## Goal of the exercise
Find and copy every line in the records that includes the string "trim".

## Excerpted records
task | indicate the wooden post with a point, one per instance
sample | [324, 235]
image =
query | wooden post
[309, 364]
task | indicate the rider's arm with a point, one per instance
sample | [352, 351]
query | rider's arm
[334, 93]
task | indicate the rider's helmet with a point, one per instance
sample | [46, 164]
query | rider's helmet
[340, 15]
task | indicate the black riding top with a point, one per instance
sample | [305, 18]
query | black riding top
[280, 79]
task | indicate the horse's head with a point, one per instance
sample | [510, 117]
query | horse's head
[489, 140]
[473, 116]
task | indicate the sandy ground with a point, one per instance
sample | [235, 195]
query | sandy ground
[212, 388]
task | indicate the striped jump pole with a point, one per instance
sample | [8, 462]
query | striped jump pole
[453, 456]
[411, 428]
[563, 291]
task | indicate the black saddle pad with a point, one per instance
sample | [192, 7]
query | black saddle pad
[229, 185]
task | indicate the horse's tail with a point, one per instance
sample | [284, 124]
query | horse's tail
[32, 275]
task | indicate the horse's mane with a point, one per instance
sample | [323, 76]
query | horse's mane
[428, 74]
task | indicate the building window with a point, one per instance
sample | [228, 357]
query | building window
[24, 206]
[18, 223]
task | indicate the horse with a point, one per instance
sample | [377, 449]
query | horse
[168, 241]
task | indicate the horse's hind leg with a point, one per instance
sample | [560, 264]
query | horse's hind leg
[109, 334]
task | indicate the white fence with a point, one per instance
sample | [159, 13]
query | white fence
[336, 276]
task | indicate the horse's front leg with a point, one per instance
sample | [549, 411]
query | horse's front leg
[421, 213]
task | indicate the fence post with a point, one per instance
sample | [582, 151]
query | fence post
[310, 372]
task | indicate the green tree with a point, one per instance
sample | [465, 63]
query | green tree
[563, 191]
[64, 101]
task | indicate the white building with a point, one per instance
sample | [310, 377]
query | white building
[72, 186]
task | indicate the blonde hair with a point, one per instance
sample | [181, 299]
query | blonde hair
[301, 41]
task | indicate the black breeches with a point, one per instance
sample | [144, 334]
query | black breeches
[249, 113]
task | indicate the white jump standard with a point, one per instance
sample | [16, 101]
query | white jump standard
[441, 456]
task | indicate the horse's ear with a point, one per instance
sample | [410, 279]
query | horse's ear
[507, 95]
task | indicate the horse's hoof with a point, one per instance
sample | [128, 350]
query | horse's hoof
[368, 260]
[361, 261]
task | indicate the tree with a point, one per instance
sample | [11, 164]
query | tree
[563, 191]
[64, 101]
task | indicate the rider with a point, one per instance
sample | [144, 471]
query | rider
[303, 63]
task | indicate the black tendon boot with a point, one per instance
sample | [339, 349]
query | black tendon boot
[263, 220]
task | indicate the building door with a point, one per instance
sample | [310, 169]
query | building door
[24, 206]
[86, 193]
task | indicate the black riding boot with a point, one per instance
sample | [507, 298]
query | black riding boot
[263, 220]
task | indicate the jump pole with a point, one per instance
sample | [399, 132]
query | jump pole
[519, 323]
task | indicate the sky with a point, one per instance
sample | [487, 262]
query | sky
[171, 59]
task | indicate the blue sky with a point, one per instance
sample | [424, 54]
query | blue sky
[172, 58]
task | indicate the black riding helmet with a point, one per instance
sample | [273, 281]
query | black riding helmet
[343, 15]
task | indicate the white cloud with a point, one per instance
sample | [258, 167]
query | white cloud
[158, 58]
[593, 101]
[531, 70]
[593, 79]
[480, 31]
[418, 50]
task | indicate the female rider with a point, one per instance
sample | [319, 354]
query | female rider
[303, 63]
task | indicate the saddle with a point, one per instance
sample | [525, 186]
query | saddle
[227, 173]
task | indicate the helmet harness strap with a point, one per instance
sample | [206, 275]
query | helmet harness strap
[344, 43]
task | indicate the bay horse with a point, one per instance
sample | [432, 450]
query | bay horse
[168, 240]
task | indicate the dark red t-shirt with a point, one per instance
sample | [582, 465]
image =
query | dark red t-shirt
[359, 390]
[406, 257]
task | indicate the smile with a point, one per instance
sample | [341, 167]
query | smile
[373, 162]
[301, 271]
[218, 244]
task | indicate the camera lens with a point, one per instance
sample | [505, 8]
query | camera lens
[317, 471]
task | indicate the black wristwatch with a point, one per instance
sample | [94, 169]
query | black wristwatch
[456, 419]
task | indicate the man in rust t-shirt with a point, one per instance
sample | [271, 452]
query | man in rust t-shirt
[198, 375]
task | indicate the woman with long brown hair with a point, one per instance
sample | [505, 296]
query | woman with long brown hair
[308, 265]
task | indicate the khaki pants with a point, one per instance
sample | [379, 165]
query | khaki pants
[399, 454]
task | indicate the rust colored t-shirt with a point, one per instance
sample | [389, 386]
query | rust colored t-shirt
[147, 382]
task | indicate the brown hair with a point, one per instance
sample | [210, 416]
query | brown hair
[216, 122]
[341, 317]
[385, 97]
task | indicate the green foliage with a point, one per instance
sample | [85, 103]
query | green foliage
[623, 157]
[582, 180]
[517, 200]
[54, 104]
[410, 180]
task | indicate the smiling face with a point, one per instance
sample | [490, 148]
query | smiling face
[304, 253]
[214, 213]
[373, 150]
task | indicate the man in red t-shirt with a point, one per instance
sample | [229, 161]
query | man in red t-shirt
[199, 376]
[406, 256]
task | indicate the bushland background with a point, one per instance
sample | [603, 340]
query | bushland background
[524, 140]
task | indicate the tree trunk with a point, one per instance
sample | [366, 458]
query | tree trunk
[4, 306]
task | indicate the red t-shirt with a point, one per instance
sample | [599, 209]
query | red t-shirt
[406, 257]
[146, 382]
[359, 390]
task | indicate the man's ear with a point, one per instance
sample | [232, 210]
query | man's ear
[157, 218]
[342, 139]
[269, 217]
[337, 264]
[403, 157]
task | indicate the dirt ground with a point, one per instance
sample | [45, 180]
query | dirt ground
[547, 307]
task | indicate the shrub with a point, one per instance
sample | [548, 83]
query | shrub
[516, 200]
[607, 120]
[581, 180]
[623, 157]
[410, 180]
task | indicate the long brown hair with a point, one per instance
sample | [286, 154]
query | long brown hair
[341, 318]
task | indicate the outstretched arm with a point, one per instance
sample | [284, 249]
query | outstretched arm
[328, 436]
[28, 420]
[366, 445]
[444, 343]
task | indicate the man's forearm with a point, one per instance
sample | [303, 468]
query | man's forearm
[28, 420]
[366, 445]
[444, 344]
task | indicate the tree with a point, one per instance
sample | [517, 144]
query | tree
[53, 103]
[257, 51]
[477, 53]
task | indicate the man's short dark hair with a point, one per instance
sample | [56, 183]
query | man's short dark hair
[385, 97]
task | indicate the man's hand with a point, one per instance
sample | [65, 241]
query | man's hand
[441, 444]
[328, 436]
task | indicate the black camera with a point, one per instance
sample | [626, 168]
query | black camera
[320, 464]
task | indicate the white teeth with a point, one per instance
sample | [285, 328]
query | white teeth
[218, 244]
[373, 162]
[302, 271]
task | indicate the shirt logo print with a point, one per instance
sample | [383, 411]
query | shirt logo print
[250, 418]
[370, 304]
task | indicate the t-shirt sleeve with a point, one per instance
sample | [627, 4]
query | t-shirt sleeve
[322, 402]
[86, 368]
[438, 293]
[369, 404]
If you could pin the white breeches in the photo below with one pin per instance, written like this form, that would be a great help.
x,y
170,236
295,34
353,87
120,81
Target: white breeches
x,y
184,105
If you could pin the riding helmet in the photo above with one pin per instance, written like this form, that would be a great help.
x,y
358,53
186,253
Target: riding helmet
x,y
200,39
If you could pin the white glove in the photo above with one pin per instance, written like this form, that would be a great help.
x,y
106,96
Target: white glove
* * *
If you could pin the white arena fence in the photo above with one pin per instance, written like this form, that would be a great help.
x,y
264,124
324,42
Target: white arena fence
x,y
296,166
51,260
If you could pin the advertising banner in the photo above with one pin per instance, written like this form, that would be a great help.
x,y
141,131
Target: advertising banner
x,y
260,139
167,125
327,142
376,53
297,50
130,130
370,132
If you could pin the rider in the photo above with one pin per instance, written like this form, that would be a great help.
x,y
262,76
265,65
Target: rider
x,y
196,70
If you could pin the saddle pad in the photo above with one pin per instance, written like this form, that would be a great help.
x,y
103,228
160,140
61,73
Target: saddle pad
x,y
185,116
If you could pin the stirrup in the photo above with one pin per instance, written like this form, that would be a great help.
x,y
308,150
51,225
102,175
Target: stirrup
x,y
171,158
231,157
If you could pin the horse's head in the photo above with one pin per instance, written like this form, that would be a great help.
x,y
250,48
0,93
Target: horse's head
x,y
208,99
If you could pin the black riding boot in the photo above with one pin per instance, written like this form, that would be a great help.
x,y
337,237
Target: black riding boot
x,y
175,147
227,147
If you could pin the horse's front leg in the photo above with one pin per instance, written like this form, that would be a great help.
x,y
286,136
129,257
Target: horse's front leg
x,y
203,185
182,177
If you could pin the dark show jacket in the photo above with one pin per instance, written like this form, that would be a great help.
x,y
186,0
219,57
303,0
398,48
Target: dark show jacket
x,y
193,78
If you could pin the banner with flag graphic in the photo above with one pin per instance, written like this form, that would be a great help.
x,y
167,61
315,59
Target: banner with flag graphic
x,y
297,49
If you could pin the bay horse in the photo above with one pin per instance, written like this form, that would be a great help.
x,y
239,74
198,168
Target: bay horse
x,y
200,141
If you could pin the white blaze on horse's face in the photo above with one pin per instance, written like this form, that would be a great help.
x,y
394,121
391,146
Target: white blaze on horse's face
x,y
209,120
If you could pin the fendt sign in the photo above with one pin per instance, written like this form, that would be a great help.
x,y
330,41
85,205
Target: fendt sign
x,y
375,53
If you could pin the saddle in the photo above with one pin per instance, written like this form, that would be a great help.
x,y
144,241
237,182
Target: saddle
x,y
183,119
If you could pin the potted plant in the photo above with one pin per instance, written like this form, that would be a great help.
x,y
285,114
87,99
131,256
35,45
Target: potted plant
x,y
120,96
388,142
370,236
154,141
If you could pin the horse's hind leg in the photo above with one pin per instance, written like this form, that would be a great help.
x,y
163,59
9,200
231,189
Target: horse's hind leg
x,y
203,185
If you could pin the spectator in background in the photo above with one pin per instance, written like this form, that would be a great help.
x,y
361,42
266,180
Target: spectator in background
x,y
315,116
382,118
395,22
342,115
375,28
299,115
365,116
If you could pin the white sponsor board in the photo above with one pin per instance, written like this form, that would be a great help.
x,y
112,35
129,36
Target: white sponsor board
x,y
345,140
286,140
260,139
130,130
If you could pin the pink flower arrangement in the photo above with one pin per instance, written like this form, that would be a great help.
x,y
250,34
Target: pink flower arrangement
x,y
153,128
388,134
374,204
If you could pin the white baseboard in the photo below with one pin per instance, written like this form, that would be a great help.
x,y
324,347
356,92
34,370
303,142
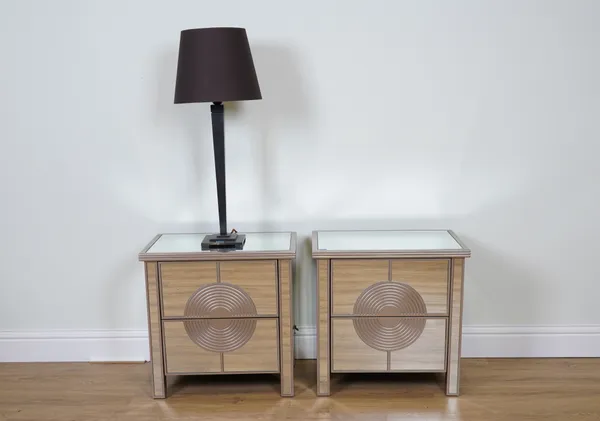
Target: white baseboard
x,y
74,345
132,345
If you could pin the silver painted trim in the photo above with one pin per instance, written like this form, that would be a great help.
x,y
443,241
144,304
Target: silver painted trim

## Solution
If you could pin the silver painted trim in the photo above with one pin per instance, written like this form, that would be a great help.
Target: silver painted trim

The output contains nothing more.